- Consigne -
Dans la critique de l'album Infants Under The Bulb, de quoi le groupe accompagne-t-il ses riffs sur ce nouvel album ?

Uranium Club – ‘Infants Under The Bulb’

Uranium Club – ‘Infants Under The Bulb’

Album / Static Shock / 01.03.2024
Post punk métaphysique

Groupe fascinant que cet Uranium Club, maniant l’art du contre-pied et de la rupture comme personne. Rare et imprévisible, cette bande d’américains énervés, ironiques, aussi perchés qu’intellos, lâche un quatrième album passionnant, inclassable, référencé, agité. Une pépite et un vertige qu’il ne faudrait surtout pas rater.

Il y a au moins quatre bonnes raisons de se pencher sur Infants Under The Bulb, chacune valant pour elle seule. Tout d’abord, la comm du groupe, si on peut encore appeler ça ainsi. Le collectif donne très peu d’interviews, réalise encore moins de clips, mais passe volontiers plus de temps à vous expliquer avec précision la méthode de réalisation de  l’artwork de la pochette – grande spirale de bénévoles d’un village enveloppés de sacs rouges, tous disposés avec soin puis photographiés par drone – et à évoquer les mystérieuses énigmes humaines qui ont attisé sa curiosité ces dernières années, au point de traverser les paroles de tous les titres de l’album.

Il y a, bien évidemment, la musique du groupe, post punk épidermique et inclassable car sans cesse mâtiné, depuis les origines et au gré de sa curiosité, de longs jams de plus de dix minutes, ou encore de fulgurances électroniques. L’option choisie sur ce nouvel album est d’accompagner leur matraquage de riffs hallucinés d’une sous-couche de cuivres, donnant aux titres les plus trépidants (Viewers Like You, Big Guitar Jackoff In The Sky) un aspect ska-punk aussi inattendu que jouissif. Mais Infants Under The Bulb vaut aussi pour ses déluges binaires (on ne ressort pas indemne de Abandoned By The Narrator), et d’arpèges frénétiquement empilés (Game Show, 2-600-LULLABY) rappelant les constructions savantes de Squid ou un Lewsberg sous stéroïdes, avec le débit vocal de James Smith, le leader de Yard Act.  Toujours en équilibre sur une corde tendue entre la démence et l’ironie, le groupe place quand même ce qui ressemble à deux ballades pop (Tokyo Paris L.A. Milan, The Ascent) dans lesquelles les vociférations s’apaisent et laissent des mélodies redoutablement efficaces s’épanouir.

- Données disponibles -

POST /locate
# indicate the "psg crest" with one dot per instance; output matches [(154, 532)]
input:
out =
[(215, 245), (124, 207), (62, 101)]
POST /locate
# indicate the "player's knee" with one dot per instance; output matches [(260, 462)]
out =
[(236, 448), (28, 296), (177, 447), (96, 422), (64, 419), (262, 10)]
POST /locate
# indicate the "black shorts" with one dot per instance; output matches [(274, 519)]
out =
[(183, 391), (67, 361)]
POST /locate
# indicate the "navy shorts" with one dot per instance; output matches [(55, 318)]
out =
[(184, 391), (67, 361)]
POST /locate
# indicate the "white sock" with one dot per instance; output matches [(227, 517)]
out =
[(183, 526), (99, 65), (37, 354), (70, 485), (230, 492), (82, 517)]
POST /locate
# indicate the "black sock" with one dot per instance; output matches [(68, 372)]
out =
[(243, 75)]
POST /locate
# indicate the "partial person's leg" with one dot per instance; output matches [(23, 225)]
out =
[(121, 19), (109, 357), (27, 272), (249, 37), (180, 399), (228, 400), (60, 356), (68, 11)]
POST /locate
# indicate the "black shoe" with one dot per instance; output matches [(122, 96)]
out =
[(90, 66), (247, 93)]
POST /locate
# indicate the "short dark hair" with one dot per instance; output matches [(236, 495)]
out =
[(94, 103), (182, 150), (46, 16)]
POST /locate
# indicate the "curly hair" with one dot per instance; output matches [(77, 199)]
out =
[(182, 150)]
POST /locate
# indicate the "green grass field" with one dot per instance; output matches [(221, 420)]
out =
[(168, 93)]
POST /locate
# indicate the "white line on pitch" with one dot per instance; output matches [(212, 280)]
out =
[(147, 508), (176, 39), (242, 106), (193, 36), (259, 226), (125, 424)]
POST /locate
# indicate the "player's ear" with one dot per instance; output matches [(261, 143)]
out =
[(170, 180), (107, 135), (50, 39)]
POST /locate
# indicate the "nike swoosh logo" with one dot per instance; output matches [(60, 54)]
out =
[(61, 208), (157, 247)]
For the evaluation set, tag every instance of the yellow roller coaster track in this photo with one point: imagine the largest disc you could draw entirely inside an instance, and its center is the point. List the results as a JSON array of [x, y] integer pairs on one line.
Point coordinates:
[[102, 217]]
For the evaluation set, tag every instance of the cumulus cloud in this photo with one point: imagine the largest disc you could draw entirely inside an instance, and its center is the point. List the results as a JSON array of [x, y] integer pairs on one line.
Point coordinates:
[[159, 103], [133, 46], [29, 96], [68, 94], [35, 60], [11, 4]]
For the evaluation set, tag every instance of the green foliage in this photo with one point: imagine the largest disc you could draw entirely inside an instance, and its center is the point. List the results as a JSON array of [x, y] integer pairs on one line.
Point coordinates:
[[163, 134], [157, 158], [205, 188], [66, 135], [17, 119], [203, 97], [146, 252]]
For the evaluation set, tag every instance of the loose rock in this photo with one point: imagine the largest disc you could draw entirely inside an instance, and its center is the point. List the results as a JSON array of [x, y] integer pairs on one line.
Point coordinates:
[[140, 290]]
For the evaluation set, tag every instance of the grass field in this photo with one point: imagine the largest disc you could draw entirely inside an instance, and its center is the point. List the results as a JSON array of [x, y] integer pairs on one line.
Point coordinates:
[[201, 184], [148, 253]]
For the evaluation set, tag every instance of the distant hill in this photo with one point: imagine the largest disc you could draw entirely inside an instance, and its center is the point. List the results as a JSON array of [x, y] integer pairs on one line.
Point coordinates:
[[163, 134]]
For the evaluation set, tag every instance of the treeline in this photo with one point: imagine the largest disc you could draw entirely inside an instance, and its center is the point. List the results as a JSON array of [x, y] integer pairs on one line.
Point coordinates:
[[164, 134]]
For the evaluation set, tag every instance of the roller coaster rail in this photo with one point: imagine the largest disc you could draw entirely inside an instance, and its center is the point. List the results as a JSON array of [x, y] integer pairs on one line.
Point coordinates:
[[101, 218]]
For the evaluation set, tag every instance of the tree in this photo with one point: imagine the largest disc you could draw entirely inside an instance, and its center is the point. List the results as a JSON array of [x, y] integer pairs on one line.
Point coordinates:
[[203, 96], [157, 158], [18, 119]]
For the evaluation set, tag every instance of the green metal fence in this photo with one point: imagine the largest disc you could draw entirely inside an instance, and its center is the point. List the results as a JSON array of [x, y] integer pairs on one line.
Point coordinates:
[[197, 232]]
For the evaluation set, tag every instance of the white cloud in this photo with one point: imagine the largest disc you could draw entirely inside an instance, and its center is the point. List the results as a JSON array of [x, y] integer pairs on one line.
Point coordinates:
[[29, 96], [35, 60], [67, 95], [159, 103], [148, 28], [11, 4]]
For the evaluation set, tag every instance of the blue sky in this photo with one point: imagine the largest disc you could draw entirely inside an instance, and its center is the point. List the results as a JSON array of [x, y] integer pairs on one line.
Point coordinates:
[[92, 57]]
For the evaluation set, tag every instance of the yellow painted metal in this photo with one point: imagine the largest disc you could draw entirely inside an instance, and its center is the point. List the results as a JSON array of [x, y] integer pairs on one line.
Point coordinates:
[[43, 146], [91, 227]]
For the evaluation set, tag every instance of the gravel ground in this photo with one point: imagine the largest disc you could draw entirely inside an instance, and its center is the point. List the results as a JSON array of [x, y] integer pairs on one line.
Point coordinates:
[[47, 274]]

- Réponse attendue -
D'une sous-couche de cuivres.